***** Fragment tekstu *****

Stołeczny adwokat radzi w sieci, jak odegrać w sądzie tani melodramat, by zdobyć przychylność sędziego. W efekcie granica między propagowaniem wiedzy prawniczej a podpowiedzią, jak uniknąć kary, się zaciera.
Mecenas Mariusz Stelmaszczyk nie należy do gwiazd stołecznej palestry. Wpis na listę adwokatów Okręgowej Rady Adwokackiej uzyskał w ubiegłym roku. Wcześniej przez siedem lat orzekał w stołecznych sądach: najpierw w wydziale rodzinnym Sądu Rejonowego dla Warszawy-Żoliborza, potem w karnym w Sądzie Rejonowym dla Warszawy-Śródmieścia.
Etyka w palestrze / DGP
– W tym czasie zdobyłem wiedzę oraz doświadczenie zawodowe niezbędne do udzielania porad prawnych oraz reprezentowania klientów w postępowaniach sądowych w sprawach rodzinnych oraz karnych – pisze na stronie swojej kancelarii.
Poradnictwem para się nie tylko w jej zaciszu, lecz także w sieci, prowadząc blogi pod wszystko mówiącymi adresami jazdapopijanemu.pl, posiadanienarkotykow.pl czy kradzionysamochod.pl.

Ważne emocje

Z ich lektury można się dowiedzieć m.in., jak będąc złapanym na jeździe motorem pod wpływem alkoholu zachować prawo jazdy kat. B, lub też co mają robić zawodowi kierowcy, których złapano na jeździe na podwójnym gazie samochodem osobowym, aby nadal mogli jeździć TIR-ami. „To do Ciebie lub Twojego obrońcy należy przedstawienie Sądowi okoliczności świadczących o tym, że zagrożenie, jakie stworzyłeś prowadzeniem samochodu w stanie nietrzeźwości, nie było duże. Utrata prawa jazdy będzie tragedią finansową dla Ciebie i Twojej rodziny. Prowadzenie przez Ciebie samochodu w stanie nietrzeźwości było incydentem, który nigdy się już nie powtórzy” – czytamy na blogu jazdapopijanemu.pl.

*****

● Do zrobienia
- a) Przez ile lat Mariusz Stelmaszczyk orzekał w stołecznych sądach przed wpisem na listę adwokatów, według tekstu o adwokacie prowadzącym blogi?
- b) Kontynuuj tekst o adwokacie prowadzącym blogi od miejsca, w którym się urywa.

***** Zapisane dane *****

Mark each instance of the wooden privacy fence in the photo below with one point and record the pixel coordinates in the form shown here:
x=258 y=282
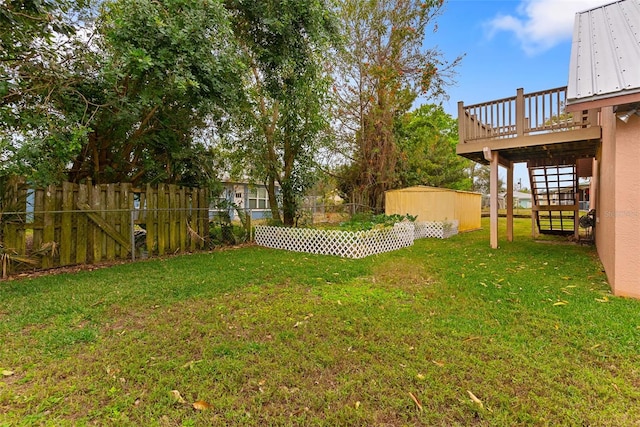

*****

● Wyniki zadań
- a) Przez siedem lat.

- b)
I dalej: „To, o czym piszę, może z pozoru wyglądać na tani melodramat: żona przekonywująca z płaczem w oczach Sędziego, by nie zabierał mężowi prawa jazdy. Pamiętaj jednak, że Sędziowie przy podejmowaniu decyzji zależnych tylko od ich oceny kierują się w znacznym stopniu emocjami. Gdy uda Ci się zdobyć współczucie Sędziego, wówczas może warunkowo umorzyć postępowanie karne nawet przy nietrzeźwości 0,4–o,5 mg/l alkoholu w wydychanym powietrzu i zostawić Ci prawo jazdy”.
Mecenas pisze też m.in. o konsekwencjach, jakie niesie ze sobą poczęstowanie narkotykami osoby nieletniej. Podkreśla np., że takie działanie jest przestępstwem umyślnym, więc częstujący musi wiedzieć, lub przypuszczać, że poczęstowana osoba nie ma ukończonych 18 lat. Jest i porada dla nabywców samochodów: „Niewiele osób wie, że można nabyć prawo własności samochodu skradzionego poprzedniemu właścicielowi na podstawie umowy sprzedaży zawartej z jego złodziejem lub paserem” – zaczyna ją prawnik.

Hańba i groza

Czytając choćby tę wskazówkę, można odnieść wrażenie, że nie jest ona skierowana do osób, które skradziony pojazd kupiły nieświadomie. Autor zaprzecza.
– To porada dla tych, którzy kupują samochód w dobrej wierze, a potem policja, zatrzymując je do kontroli, stwierdza, że auta były kradzione. A jeśli piszę, że niewiele osób wie o tym, że polskie prawo dopuszcza pod pewnymi warunkami taką możliwość, to jest to tylko stwierdzenie faktu – tłumaczy mec. Stelmaszczyk.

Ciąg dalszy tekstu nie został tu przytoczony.